TASK STATEMENT
Extend the thread below about supervisor mode and privilege bits, picking up right after its last line.

SOURCE TEXT

START

Well, if you can set priv bits, one of them is CMKRNL. I believe, and no, I
haven't checked, that supervisor mode just may allow that.

That said, I'm going to make a bet that there is some rundown handler that gets
invoked if there is a crash in supervisor mode and drops to user mode. Haven't
looked, but if I was designing things that handler would be there. Now the
question is, can one intercept the handler before it does it's thing. Don't
know, but, if I had to place a bet, I'd guess no.

The whole concept is meaningless, to me, and might take more brain power than I
have anymore.
Stephen Hoffman
2017-07-06 00:07:23 UTC
Permalink
On 2017-07-03 14:23:52 +0000, John Reagan said:

>
> There is no direct way from user-mode to supervisor-mode. You have to
> change to kernel or exec mode and then "downgrade" to supervisor.

END

RECORDS PROVIDED

START

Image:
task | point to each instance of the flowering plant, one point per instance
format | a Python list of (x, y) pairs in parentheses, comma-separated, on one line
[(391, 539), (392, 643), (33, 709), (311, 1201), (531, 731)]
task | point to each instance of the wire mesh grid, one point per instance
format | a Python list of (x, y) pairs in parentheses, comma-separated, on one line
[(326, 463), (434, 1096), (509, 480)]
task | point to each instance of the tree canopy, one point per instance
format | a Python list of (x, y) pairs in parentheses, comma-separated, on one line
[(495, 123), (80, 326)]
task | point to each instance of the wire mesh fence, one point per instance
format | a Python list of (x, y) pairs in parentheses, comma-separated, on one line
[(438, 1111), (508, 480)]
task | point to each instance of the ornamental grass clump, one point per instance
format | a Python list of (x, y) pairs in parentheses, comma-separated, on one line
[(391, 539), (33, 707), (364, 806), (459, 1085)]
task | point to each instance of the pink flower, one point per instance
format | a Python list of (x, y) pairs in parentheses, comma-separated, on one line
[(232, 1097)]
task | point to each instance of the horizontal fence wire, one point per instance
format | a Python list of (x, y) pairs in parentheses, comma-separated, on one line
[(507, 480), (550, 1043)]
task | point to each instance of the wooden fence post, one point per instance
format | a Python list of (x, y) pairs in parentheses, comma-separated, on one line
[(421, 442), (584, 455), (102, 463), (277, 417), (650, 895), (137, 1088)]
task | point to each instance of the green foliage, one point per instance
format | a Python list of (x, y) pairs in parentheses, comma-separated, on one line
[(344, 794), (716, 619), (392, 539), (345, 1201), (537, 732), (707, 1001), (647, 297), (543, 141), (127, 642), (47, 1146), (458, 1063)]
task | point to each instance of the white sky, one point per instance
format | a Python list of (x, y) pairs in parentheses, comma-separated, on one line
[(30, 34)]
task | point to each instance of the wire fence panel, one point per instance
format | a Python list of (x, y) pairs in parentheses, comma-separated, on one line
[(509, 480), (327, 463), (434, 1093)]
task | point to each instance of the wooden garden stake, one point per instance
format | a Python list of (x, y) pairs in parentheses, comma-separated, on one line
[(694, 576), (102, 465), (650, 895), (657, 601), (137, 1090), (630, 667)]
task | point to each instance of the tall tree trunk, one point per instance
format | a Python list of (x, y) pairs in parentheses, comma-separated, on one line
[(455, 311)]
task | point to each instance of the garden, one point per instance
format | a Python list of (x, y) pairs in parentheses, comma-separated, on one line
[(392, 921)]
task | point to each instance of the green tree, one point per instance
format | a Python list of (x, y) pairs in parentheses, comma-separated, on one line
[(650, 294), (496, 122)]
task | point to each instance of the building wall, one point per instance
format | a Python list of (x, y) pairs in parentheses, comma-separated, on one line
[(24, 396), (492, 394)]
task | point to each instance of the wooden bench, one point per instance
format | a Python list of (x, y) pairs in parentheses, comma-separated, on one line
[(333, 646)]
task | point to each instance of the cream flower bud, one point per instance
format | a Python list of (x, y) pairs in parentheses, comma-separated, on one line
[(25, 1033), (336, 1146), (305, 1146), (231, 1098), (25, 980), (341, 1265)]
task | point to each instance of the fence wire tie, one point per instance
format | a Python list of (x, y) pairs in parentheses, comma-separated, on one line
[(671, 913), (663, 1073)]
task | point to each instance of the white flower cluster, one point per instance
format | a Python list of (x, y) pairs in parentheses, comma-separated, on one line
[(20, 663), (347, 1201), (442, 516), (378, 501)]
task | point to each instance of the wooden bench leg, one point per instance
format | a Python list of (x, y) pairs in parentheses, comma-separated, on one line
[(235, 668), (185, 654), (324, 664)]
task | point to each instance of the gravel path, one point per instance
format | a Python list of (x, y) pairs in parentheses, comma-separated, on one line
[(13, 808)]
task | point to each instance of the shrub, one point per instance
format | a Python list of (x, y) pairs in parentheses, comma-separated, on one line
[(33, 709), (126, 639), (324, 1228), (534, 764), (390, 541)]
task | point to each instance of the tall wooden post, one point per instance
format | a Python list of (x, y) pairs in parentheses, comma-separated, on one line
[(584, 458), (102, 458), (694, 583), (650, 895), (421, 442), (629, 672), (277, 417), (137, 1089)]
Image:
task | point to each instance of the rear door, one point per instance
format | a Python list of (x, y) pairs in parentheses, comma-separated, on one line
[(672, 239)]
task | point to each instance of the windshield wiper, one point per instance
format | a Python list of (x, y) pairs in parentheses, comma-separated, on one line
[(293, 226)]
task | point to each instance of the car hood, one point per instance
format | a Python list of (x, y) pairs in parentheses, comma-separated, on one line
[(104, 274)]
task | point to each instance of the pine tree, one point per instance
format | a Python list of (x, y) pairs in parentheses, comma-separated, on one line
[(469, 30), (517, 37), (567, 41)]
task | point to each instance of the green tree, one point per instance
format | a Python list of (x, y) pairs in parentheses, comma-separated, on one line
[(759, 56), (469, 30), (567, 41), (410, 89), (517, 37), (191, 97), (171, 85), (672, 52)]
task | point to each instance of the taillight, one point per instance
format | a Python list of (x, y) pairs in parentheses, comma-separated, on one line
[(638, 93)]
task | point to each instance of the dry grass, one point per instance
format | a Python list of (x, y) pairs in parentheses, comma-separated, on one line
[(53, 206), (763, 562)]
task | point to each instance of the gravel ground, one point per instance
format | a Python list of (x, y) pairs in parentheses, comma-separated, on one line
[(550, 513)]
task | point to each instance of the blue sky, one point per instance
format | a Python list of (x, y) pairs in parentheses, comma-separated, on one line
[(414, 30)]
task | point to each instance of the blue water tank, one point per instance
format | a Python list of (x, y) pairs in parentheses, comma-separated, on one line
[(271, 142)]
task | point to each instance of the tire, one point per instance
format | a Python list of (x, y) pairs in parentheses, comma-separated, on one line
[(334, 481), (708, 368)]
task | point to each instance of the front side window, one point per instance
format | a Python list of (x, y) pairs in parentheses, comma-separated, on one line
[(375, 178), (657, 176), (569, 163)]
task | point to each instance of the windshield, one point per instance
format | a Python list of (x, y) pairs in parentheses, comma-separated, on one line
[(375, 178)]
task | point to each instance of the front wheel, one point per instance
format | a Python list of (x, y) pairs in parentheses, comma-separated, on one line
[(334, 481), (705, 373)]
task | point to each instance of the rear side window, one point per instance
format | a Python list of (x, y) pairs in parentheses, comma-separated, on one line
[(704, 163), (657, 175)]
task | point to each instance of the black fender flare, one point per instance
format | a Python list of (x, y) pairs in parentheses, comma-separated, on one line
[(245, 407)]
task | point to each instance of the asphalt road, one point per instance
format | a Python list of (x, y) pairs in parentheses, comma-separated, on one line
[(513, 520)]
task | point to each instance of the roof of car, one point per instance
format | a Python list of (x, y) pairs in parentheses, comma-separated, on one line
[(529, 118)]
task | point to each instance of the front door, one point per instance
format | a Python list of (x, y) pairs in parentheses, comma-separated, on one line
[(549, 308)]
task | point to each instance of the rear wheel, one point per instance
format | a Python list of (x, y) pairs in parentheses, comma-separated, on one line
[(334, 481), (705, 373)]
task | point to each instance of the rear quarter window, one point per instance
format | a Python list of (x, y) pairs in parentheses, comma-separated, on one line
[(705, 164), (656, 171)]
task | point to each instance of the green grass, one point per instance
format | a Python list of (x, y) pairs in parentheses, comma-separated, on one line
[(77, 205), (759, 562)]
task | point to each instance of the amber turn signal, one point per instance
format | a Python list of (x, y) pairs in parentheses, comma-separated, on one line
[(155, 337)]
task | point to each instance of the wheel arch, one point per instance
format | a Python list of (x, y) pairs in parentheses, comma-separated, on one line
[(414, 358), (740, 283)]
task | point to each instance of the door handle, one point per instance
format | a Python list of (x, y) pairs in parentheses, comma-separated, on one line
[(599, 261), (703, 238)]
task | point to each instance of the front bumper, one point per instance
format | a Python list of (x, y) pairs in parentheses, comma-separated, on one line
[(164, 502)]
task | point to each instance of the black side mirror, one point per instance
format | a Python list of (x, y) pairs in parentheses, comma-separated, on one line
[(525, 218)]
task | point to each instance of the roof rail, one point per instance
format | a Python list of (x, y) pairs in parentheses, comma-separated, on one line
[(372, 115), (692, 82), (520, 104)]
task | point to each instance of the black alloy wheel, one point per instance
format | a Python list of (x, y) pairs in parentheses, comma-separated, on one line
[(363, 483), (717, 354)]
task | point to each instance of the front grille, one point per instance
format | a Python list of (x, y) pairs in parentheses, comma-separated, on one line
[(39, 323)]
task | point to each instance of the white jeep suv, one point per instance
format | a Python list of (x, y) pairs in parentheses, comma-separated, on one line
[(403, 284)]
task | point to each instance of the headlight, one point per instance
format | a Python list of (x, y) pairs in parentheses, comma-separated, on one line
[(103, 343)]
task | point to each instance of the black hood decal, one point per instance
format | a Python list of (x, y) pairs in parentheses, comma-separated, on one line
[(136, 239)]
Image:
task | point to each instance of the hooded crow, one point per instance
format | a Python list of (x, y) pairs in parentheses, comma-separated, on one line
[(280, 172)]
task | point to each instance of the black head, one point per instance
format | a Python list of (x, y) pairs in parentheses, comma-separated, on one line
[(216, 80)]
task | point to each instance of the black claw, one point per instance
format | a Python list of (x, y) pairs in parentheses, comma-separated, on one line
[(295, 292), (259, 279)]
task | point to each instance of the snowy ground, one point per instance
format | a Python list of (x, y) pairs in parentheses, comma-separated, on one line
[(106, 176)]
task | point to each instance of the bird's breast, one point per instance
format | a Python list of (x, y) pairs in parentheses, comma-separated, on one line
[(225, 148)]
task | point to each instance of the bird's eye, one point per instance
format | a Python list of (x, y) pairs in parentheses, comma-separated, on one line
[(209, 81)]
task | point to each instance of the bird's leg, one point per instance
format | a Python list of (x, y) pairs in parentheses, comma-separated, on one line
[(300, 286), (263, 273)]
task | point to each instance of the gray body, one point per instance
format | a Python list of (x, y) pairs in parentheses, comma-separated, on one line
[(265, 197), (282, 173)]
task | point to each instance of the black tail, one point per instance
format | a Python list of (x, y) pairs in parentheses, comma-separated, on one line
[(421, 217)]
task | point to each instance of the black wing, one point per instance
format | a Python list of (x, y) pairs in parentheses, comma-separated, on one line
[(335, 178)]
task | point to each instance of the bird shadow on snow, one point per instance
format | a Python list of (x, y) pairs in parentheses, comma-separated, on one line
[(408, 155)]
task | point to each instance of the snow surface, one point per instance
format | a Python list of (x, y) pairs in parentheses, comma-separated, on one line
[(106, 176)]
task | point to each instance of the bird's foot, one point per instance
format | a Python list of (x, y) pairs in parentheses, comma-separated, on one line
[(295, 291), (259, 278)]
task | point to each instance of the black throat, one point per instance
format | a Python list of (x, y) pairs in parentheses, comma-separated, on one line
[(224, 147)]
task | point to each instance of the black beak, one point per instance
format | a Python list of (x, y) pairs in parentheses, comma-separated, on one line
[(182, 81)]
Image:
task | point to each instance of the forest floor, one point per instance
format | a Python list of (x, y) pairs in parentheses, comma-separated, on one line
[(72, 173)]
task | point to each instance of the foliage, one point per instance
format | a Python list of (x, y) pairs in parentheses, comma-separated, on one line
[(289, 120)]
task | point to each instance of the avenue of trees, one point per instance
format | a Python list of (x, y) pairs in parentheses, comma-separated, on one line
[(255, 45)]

END

EXERCISE ANSWER
> Kernel and exec mode access is controlled by the CMKRNL and CMEXEC
> privileges and you get into them from the SYS$CMKRNL and SYS$CMEXEC
> services. Steve's comment is that once in K,E, or S modes, you have
> the ability to turn on any privilege you like which will stay enabled
> even after you return back to user mode.
>
> Taking out the process with DCL bugs has happened from time to time.
> You don't get to take out the whole system or access data/files that
> you don't have access to. It pretty much is a "you can shoot yourself
> in the foot, but can't shoot anyone else's feet".

What Simon is referencing may be that path into supervisor mode. An
access violation points to a condition in the code that was not
expected by the developer. An access violation can sometimes be
exploited to provide additional access, such as reading or writing to
otherwise protected memory. That might expose sensitive data, or it
might allow the attacker to modify the data or even the code of the
process. Attacks on various platforms increasingly involve chaining
several vulnerabilities together too, which is why there've been
mentions of ASLR/NX, sandboxes/jails, static and dynamic code coverage
tools, looking at the programming languages involved, etc.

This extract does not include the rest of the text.